Dan Muller aka Daniel Cody Muller (1889–1976), artist, illustrator and writer of the American West; Muller was born in Choteau, Montana, October 11, 1889 to Carl and Augusta Muller.

Early life 

Muller's early years are known only from the artist's own recollections of them. In one of his five published books, "My Life with Buffalo Bill", the artist alleges that his father, who was allegedly one quarter Piegan Blackfoot, was killed by a horse when Muller was nine years old, and he (the artist) was adopted by Buffalo Bill Cody. Muller then grew up and spent 18 years working with Cody in his Wild West shows and on Cody's ranches.(see Footnote 1 below)

Muller wrote that he met C.M. Russell about 1900 in Choteau MT (about 50 miles from Russell's home town of Great Falls) and was influenced in his art by Russell. In a 1964 Milwaukee newspaper article, Muller was described by a Taos NM art gallery owner as "...the Russell or Remington of our day".

He spent the years of World War I breaking horses for the army, and sold his first painting professionally in New York City in January 1917. He subsequently worked as a ranch hand while traveling by horseback from Mexico to Canada and back to the American West. He was in New York City again around 1929, and then worked in Chicago from 1930 until about 1933.

TASK OBJECTIVE:
Decide whether each statement agrees with the passage on Dan Muller: (a) Muller sold his first painting professionally in New York City in 1917. (b) Muller met C.M. Russell in Great Falls. (c) Muller's father was killed by a horse when Muller was twelve. Answer each with yes or no, and quote the words from the passage that settle it. The records after this point are separate from the passage on Dan Muller.

RECORDS SHOWN:
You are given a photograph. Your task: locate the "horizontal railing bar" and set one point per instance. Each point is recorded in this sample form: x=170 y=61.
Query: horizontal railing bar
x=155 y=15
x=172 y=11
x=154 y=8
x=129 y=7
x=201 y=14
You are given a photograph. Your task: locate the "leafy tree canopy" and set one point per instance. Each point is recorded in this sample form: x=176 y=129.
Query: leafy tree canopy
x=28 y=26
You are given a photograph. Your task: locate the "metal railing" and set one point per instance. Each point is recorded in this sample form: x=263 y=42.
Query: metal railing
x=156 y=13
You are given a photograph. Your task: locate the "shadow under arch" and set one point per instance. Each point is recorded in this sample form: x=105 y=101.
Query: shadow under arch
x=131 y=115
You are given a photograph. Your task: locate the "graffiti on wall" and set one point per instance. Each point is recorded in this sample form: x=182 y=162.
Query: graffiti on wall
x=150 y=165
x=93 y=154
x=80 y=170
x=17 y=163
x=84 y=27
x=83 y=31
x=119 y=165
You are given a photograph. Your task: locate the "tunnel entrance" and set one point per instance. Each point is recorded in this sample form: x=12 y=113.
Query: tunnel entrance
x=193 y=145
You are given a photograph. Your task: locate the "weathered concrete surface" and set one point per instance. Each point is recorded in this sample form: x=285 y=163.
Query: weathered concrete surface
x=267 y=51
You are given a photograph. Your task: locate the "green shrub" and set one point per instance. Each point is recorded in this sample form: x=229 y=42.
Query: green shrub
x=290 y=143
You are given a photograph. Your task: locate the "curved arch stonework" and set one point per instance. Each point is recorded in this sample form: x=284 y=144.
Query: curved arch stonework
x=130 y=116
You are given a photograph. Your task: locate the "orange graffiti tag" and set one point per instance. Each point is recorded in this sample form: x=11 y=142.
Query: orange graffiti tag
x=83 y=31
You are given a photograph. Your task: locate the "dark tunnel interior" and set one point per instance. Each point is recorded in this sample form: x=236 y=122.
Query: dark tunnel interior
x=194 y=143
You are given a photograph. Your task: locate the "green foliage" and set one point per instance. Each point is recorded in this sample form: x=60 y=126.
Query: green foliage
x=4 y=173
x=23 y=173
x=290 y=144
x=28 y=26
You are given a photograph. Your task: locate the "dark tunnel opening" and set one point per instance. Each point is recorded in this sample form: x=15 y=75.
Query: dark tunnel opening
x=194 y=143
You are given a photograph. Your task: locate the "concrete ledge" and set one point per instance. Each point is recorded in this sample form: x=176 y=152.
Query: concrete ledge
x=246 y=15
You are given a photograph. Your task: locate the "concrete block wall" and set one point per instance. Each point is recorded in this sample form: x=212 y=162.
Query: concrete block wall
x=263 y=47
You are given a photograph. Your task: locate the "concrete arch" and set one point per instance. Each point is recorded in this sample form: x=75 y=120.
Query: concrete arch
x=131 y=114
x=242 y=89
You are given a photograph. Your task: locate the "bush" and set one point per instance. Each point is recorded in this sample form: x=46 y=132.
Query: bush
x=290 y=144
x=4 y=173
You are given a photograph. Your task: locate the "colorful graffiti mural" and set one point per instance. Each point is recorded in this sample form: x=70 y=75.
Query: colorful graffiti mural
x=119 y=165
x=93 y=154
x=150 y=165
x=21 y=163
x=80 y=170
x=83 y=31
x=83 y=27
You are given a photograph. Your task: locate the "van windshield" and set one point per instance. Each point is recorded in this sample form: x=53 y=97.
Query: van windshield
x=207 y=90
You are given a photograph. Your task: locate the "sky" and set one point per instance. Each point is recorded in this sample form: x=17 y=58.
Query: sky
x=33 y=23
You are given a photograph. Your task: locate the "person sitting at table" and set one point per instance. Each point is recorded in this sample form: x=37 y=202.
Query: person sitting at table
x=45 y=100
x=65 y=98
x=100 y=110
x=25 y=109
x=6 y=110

SOLUTION TO THE EXERCISE:
(a) Yes: "sold his first painting professionally in New York City in January 1917."
(b) No: "he met C.M. Russell about 1900 in Choteau MT."
(c) No: "was killed by a horse when Muller was nine years old."